Aim of the task →
Rewrite the data from its first line through the line containing "[[694, 118]]", both included, keeping every request unchanged. Multiply each x and y coordinate in the answers by 0.5 and round to the nearest whole number, with halves rounded up.

— START Exercise materials —

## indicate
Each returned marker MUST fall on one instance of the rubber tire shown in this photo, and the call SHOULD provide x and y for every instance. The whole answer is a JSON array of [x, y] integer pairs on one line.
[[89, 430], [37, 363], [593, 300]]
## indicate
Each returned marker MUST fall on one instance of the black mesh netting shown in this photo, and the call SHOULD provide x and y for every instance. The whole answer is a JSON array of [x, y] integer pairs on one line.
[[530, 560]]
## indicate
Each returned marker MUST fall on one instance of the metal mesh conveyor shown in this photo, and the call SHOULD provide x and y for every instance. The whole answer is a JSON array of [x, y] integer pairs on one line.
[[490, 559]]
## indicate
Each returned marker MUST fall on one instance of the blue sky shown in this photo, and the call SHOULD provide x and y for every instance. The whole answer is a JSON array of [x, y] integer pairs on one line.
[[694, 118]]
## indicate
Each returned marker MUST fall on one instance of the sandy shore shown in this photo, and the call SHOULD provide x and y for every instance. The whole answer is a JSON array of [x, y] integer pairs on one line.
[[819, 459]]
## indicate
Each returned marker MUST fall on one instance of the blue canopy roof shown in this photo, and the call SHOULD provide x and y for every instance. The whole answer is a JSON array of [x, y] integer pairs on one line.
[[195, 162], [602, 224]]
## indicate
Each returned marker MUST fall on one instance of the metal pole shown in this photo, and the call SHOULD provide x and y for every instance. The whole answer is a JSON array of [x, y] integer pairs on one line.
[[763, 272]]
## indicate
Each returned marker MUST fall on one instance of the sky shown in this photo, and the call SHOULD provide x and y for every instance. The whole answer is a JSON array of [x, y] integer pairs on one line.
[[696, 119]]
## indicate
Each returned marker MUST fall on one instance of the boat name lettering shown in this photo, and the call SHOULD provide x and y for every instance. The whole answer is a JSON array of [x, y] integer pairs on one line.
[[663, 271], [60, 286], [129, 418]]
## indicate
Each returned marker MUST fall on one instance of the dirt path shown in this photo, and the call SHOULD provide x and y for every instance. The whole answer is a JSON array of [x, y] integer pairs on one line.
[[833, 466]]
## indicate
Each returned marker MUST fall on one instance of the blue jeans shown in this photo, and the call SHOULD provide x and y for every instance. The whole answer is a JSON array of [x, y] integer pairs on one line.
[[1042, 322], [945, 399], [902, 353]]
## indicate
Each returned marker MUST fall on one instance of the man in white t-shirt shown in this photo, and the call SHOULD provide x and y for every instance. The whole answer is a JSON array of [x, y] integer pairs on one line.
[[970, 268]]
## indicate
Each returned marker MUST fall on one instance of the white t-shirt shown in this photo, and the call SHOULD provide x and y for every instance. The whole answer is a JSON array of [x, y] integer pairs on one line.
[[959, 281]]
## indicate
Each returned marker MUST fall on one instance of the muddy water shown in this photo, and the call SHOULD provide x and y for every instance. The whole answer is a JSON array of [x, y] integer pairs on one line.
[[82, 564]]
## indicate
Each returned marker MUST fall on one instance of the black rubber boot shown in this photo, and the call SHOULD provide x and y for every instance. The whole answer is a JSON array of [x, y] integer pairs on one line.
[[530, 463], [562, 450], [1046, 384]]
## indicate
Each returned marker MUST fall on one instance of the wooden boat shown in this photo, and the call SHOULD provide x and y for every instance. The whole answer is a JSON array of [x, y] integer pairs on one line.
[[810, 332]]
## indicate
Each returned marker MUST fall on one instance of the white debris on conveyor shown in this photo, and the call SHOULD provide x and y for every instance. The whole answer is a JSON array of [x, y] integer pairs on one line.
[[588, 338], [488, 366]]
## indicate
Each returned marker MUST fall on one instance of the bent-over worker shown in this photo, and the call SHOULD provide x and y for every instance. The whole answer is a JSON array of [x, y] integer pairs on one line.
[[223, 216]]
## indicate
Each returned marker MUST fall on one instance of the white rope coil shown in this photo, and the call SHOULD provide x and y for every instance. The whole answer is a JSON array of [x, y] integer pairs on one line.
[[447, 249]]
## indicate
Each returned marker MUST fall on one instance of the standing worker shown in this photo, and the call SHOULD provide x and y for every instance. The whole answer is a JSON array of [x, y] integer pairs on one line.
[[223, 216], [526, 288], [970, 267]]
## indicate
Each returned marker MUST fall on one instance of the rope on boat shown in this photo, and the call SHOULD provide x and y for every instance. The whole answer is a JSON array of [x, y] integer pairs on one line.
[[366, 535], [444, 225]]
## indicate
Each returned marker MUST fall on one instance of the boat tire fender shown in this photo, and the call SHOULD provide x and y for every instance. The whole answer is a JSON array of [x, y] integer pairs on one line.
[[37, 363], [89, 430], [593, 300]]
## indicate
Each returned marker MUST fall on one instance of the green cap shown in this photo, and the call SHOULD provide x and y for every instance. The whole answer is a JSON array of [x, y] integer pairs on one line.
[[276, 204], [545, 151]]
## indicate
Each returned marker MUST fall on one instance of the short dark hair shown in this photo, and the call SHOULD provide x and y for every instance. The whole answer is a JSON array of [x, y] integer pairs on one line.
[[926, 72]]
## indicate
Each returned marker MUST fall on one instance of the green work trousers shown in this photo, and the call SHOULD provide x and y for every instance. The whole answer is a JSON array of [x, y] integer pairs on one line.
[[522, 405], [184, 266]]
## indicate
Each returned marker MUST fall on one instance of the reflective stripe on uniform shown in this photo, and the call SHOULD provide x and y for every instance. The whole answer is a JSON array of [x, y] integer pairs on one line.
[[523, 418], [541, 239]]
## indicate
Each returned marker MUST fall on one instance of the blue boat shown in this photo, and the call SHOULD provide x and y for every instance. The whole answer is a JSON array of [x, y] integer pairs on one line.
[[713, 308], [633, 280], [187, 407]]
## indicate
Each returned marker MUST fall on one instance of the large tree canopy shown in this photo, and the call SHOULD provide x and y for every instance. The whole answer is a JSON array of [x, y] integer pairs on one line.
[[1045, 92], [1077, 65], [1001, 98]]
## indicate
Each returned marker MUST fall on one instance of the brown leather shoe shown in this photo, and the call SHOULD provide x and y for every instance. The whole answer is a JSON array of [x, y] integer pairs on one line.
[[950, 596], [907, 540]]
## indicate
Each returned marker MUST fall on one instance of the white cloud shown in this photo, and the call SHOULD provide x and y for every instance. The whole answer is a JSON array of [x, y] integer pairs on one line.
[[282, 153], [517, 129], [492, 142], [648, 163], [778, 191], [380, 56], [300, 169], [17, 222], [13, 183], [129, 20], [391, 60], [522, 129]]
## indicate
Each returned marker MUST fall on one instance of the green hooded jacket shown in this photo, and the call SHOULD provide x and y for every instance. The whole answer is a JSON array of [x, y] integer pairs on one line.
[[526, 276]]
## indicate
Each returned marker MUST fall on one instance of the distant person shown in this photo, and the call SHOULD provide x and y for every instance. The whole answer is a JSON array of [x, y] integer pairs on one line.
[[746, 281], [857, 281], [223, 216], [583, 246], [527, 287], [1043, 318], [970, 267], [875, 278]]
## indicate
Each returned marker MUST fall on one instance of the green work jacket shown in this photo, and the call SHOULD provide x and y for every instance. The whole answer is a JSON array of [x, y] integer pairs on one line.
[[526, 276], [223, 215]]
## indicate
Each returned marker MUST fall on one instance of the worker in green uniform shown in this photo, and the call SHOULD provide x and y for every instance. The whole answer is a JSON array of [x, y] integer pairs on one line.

— END Exercise materials —

The answer →
## indicate
Each returned marker MUST fall on one instance of the rubber tire shown in this photo, and the call SHOULD provide x and y for every instance. The whole answer is a JSON array of [x, y] integer pairs on one line.
[[45, 215], [19, 182], [297, 150]]
## indicate
Each returned marker MUST fall on one instance of the black mesh netting shown in this photo, and the call SHOULD provide x and y for every instance. The whole answer is a JSON array of [x, y] integer pairs on one line.
[[265, 280]]
## indicate
Each returned marker MUST fall on one instance of the metal mesh conveyor shown in this photo, and the call SHOULD provide x and y for every instance. The whole answer is a JSON array of [x, y] integer pairs on one line.
[[245, 280]]
## indicate
Each returned marker MUST fall on one instance of the blue sky shown in this photo, and the call SHOULD provide x and y for every instance. The whole answer is a JSON array of [x, y] integer pairs on one line.
[[347, 59]]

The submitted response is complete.